Please pick out every line in the records where the word "dark" appears, and copy each one.
= = = =
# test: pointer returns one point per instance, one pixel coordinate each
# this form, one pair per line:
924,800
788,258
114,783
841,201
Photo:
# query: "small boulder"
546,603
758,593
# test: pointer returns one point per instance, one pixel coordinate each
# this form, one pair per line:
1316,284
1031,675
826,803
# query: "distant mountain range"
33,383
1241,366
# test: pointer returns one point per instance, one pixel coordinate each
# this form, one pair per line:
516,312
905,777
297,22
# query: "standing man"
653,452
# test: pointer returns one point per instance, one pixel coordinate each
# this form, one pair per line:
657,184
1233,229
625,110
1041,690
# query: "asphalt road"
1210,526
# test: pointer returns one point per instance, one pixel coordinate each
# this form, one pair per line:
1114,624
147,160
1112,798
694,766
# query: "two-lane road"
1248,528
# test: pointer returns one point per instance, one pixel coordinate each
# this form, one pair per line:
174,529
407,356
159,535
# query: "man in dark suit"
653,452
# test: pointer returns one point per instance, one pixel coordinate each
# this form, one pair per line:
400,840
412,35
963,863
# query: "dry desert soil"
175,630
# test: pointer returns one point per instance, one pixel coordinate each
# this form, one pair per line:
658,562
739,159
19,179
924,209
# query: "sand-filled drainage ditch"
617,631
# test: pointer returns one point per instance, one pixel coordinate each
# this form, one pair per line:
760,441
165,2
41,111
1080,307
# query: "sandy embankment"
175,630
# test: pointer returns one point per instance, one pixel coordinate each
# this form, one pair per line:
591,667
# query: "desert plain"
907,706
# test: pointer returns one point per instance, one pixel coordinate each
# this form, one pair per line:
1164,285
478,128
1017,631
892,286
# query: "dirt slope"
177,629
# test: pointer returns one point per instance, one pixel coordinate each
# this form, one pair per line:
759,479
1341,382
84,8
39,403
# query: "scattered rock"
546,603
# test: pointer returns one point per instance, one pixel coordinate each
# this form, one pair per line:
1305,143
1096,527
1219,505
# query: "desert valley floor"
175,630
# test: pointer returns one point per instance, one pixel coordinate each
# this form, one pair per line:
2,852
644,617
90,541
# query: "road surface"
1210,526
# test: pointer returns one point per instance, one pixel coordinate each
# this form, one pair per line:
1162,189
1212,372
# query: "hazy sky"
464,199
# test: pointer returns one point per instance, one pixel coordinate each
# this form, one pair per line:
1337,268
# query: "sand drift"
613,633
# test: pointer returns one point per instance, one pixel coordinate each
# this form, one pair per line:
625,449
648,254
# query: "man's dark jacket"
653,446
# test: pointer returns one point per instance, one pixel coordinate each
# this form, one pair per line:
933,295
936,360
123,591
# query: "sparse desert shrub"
= = = =
Problem solution:
# query: "man in dark suit"
# query: "man's dark jacket"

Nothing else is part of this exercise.